- **Aim**:
State how many lines of the data below contain the string "dense". Give only the number.

Data items:

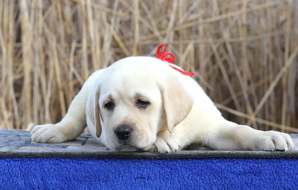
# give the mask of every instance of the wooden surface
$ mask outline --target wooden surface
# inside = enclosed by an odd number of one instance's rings
[[[76,139],[57,144],[36,143],[29,131],[0,130],[0,157],[74,157],[142,159],[201,158],[298,158],[298,134],[291,134],[295,149],[287,152],[185,150],[170,154],[113,152],[98,145],[91,135],[83,133]]]

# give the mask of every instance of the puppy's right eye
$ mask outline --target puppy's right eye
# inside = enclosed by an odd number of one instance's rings
[[[104,107],[106,108],[106,109],[108,110],[113,110],[114,107],[115,105],[114,105],[114,103],[112,102],[107,102],[104,105]]]

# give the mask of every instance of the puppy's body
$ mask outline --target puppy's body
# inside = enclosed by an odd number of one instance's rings
[[[35,127],[32,138],[74,139],[86,123],[98,143],[113,150],[169,152],[190,144],[215,150],[294,148],[288,134],[226,121],[194,80],[151,57],[127,58],[93,73],[61,122]],[[117,133],[123,127],[130,128],[127,139]]]

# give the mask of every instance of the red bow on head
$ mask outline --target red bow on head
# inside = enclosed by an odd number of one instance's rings
[[[160,54],[160,49],[162,47],[164,47],[164,49],[163,49],[163,51],[162,51],[162,53]],[[166,62],[170,63],[175,61],[175,57],[173,54],[171,54],[170,53],[166,53],[166,46],[164,44],[161,44],[160,46],[158,46],[158,47],[157,48],[157,51],[156,51],[156,54],[157,55],[157,56],[155,57],[155,58],[158,58],[162,61],[166,61]],[[166,58],[166,57],[167,56],[170,56],[170,57]],[[175,67],[174,66],[171,65],[171,64],[169,64],[169,66],[186,75],[193,76],[195,75],[195,73],[194,73],[193,72],[185,71],[177,67]]]

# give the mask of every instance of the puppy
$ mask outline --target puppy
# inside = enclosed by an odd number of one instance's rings
[[[289,134],[228,121],[181,68],[149,57],[120,60],[94,72],[62,121],[37,126],[33,141],[59,143],[87,126],[113,150],[167,153],[194,145],[212,150],[287,151]]]

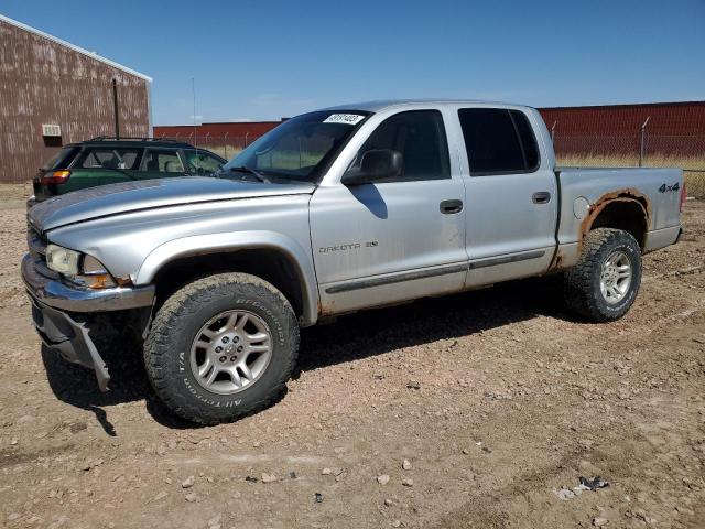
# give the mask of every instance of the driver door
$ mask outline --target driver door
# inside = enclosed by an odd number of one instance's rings
[[[323,314],[463,289],[465,187],[448,155],[442,114],[411,110],[386,119],[352,168],[365,152],[378,149],[402,154],[399,176],[321,186],[311,199]]]

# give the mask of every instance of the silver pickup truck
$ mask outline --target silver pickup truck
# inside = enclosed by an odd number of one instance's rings
[[[273,402],[300,327],[328,316],[562,273],[576,313],[621,317],[683,201],[680,170],[556,168],[532,108],[347,105],[285,121],[217,177],[34,206],[22,277],[45,345],[101,389],[98,349],[126,348],[96,346],[106,325],[135,331],[156,395],[217,423]]]

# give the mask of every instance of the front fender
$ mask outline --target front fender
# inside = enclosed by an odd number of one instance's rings
[[[150,283],[156,272],[182,257],[217,253],[223,251],[237,251],[243,249],[271,249],[286,255],[296,269],[301,281],[303,298],[304,326],[313,325],[318,317],[318,289],[313,268],[311,251],[304,249],[296,240],[276,231],[252,230],[237,233],[221,233],[208,235],[194,235],[170,240],[156,247],[147,256],[132,282],[134,284]]]

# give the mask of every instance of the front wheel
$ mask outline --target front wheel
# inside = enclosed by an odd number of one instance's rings
[[[567,305],[595,322],[618,320],[641,283],[641,250],[627,231],[597,228],[583,240],[578,262],[564,274]]]
[[[215,424],[271,406],[297,352],[296,316],[281,292],[254,276],[223,273],[166,300],[145,339],[144,363],[172,411]]]

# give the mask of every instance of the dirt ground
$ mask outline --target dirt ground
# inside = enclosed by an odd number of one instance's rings
[[[278,404],[215,428],[170,415],[134,350],[105,395],[42,352],[21,193],[0,209],[0,527],[705,527],[703,202],[619,322],[552,279],[341,317],[303,332]]]

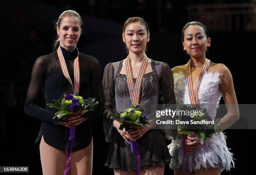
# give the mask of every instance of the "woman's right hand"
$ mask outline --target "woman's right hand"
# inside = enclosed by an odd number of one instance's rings
[[[121,124],[116,120],[114,120],[114,122],[113,122],[113,126],[114,127],[118,130],[118,132],[120,134],[120,135],[121,135],[121,136],[123,138],[123,139],[124,139],[128,144],[130,144],[130,140],[136,142],[136,140],[131,137],[130,134],[128,134],[128,132],[125,131],[124,128],[122,130],[119,129],[119,128],[120,125]]]
[[[75,116],[79,116],[79,117],[81,117],[81,116],[82,115],[81,114],[77,114],[77,113],[75,113],[75,114],[71,114],[66,115],[63,117],[62,119],[63,120],[66,120],[67,119],[70,117],[75,117]],[[58,124],[60,124],[61,125],[64,126],[65,127],[67,127],[69,128],[73,128],[74,127],[73,126],[73,124],[70,124],[69,123],[70,122],[70,121],[67,121],[67,122],[63,121],[58,121]]]
[[[187,138],[186,152],[188,154],[190,154],[195,148],[201,145],[201,143],[196,135],[189,134]]]

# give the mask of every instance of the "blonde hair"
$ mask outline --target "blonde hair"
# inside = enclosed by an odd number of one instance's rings
[[[55,23],[55,28],[57,28],[57,27],[59,27],[59,28],[60,27],[61,23],[61,21],[63,19],[63,18],[65,17],[65,16],[73,16],[74,17],[77,17],[78,18],[78,20],[79,20],[80,22],[81,26],[82,27],[82,25],[83,21],[82,20],[81,16],[80,16],[80,15],[79,15],[78,13],[74,10],[69,10],[64,11],[63,12],[62,12],[61,14],[60,14],[60,15],[59,15],[59,19],[58,20],[56,21],[56,22]],[[57,49],[57,48],[59,46],[59,43],[60,43],[59,37],[58,36],[57,39],[55,41],[55,42],[54,42],[54,50]]]

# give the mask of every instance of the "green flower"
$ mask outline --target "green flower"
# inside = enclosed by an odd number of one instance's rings
[[[126,109],[124,111],[124,112],[129,112],[130,111],[131,111],[131,110],[133,109],[133,108],[128,108]]]
[[[121,114],[121,115],[120,115],[120,118],[122,118],[124,116],[125,116],[126,115],[126,112],[123,112]]]

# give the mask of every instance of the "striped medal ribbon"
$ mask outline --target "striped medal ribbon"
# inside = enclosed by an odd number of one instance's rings
[[[190,102],[193,107],[195,107],[197,104],[198,100],[198,86],[199,78],[202,76],[205,72],[208,69],[210,66],[211,61],[207,58],[205,58],[202,69],[199,74],[198,77],[196,80],[195,84],[193,85],[193,81],[192,80],[192,71],[191,67],[191,61],[189,60],[188,63],[187,64],[186,67],[186,74],[187,74],[187,81],[189,90],[189,99]]]
[[[131,65],[131,59],[129,56],[125,60],[125,64],[126,69],[126,77],[128,82],[128,88],[131,97],[131,101],[132,104],[136,107],[138,104],[142,78],[146,71],[146,68],[148,66],[148,59],[146,54],[144,55],[141,65],[139,71],[138,78],[135,83],[135,87],[133,86],[133,73],[132,71]]]
[[[57,53],[58,53],[58,57],[59,58],[59,63],[61,67],[61,70],[62,70],[63,75],[64,75],[65,77],[68,80],[70,84],[72,85],[73,93],[78,94],[79,93],[79,88],[80,86],[80,71],[79,69],[79,60],[78,58],[79,52],[78,52],[77,57],[75,59],[74,63],[74,86],[73,85],[72,81],[69,76],[67,65],[65,62],[65,60],[64,59],[64,57],[63,56],[61,49],[60,48],[60,46],[58,48]]]

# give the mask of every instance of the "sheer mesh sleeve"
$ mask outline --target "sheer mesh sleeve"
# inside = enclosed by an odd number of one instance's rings
[[[103,129],[106,136],[106,141],[110,142],[113,126],[112,116],[116,111],[115,99],[115,85],[114,84],[114,67],[111,63],[105,67],[102,81],[104,105]]]
[[[92,119],[98,116],[101,113],[102,105],[101,103],[101,71],[100,66],[98,60],[93,57],[91,57],[90,61],[90,69],[91,74],[90,76],[90,86],[91,96],[95,97],[96,101],[99,101],[99,104],[95,106],[92,109],[93,111],[90,111],[85,113],[85,116],[88,119]]]
[[[44,56],[39,57],[36,61],[32,69],[24,109],[27,114],[57,125],[57,119],[52,119],[54,112],[42,109],[36,102],[44,81],[47,65],[47,59]]]
[[[228,111],[228,114],[220,122],[220,127],[223,130],[238,120],[239,110],[231,73],[228,68],[223,64],[220,72],[221,82],[220,84],[220,88]]]

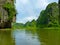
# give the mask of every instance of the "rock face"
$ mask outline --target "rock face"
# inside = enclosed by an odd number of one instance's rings
[[[9,7],[9,5],[10,7]],[[14,10],[12,10],[14,8]],[[0,0],[0,29],[11,28],[12,22],[16,20],[14,0]]]

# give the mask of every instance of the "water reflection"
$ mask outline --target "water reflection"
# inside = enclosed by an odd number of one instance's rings
[[[60,30],[0,30],[0,45],[60,45]]]
[[[11,30],[0,30],[0,45],[15,45]]]
[[[16,45],[40,45],[37,36],[28,30],[14,31]],[[34,38],[33,38],[34,37]]]
[[[60,30],[41,29],[37,31],[41,45],[60,45]]]

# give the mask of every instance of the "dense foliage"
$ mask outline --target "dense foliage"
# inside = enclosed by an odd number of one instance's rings
[[[58,27],[59,26],[59,8],[56,2],[49,4],[45,10],[40,13],[37,19],[38,27]]]
[[[8,20],[12,20],[13,16],[16,15],[16,10],[14,4],[6,2],[3,8],[8,12]]]
[[[40,12],[38,19],[24,24],[25,28],[59,27],[59,6],[56,2],[48,4],[45,10]]]

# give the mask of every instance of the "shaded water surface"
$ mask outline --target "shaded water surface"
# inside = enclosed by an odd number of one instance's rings
[[[0,45],[60,45],[60,30],[0,30]]]

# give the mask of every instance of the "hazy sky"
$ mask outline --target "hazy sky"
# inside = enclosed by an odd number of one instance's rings
[[[58,0],[16,0],[18,23],[26,23],[37,19],[41,10],[44,10],[49,3],[58,2]]]

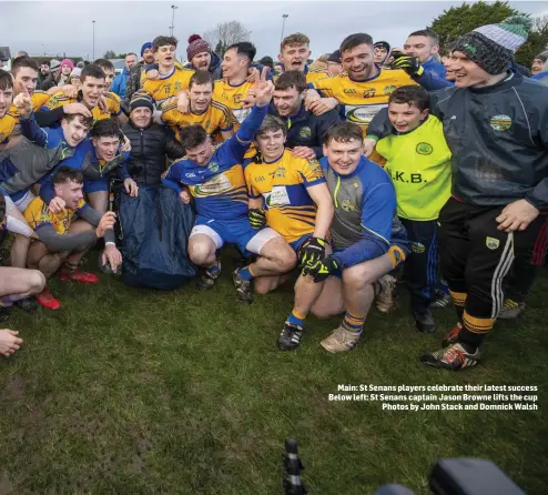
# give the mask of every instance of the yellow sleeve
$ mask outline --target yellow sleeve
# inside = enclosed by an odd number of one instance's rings
[[[308,185],[316,185],[319,182],[324,182],[324,173],[322,172],[322,165],[314,160],[298,159],[300,175],[303,179],[303,183]]]
[[[122,113],[122,108],[120,103],[122,102],[121,98],[116,93],[108,92],[104,94],[106,98],[106,107],[109,113],[113,117],[120,115]]]

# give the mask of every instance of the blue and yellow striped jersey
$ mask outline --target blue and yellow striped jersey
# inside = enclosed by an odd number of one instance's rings
[[[263,198],[267,225],[287,242],[314,232],[316,205],[306,189],[325,182],[316,160],[295,158],[285,150],[273,163],[251,162],[245,182],[251,198]]]
[[[144,78],[141,77],[141,88],[152,97],[156,107],[160,107],[179,92],[186,91],[193,73],[193,70],[179,65],[174,65],[171,74],[160,75],[159,79],[148,79],[144,73]]]
[[[176,99],[170,100],[163,107],[162,120],[175,132],[177,141],[180,141],[179,130],[187,125],[201,125],[210,135],[217,130],[230,131],[233,128],[231,110],[215,100],[212,100],[207,110],[201,114],[191,111],[181,113],[177,110]]]

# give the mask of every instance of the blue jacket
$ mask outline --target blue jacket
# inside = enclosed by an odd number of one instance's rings
[[[122,100],[125,98],[125,84],[128,83],[128,78],[130,77],[130,71],[126,67],[123,71],[119,73],[112,81],[111,91],[116,93]]]

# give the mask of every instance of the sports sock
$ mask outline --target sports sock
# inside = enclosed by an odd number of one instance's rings
[[[71,263],[70,261],[65,261],[63,266],[61,267],[61,271],[71,275],[77,271],[77,269],[78,269],[78,263]]]
[[[244,269],[240,269],[237,273],[243,280],[253,280],[255,277],[255,275],[253,275],[253,272],[251,271],[251,265],[247,265]]]
[[[305,314],[301,314],[298,311],[293,309],[286,321],[292,325],[303,326],[305,319],[306,319]]]
[[[352,313],[346,312],[343,320],[343,327],[348,332],[362,333],[366,317],[367,316],[355,316]]]

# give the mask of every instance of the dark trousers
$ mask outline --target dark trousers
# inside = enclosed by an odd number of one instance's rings
[[[497,230],[505,206],[476,206],[449,199],[439,213],[442,273],[461,319],[459,339],[478,346],[503,304],[503,281],[515,255],[532,249],[545,219],[522,232]]]
[[[410,292],[412,310],[428,310],[438,281],[437,220],[399,219],[407,231],[412,252],[405,260],[404,281]]]
[[[546,256],[547,244],[548,218],[545,216],[545,223],[531,249],[516,256],[510,274],[505,281],[506,299],[517,303],[525,302],[537,279],[538,267]]]

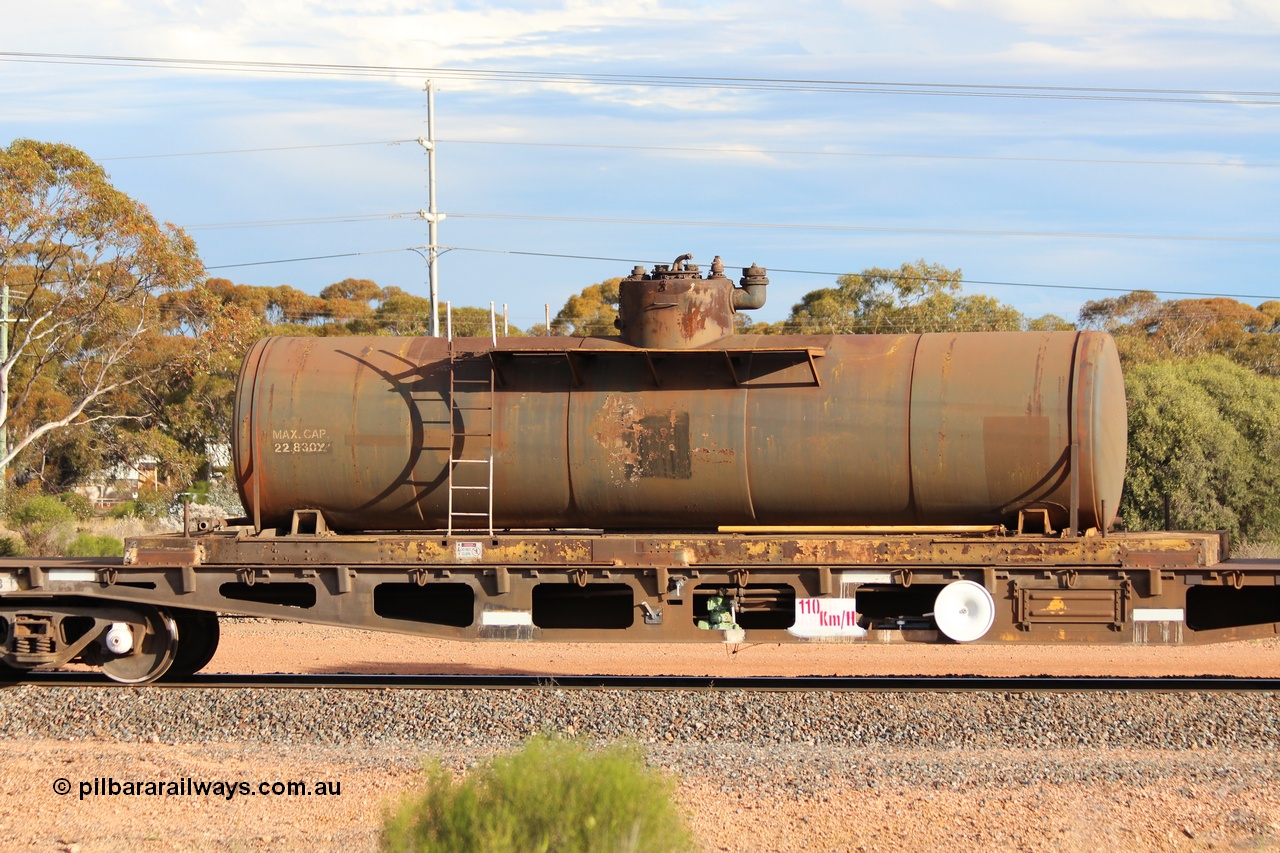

- **Written reply**:
2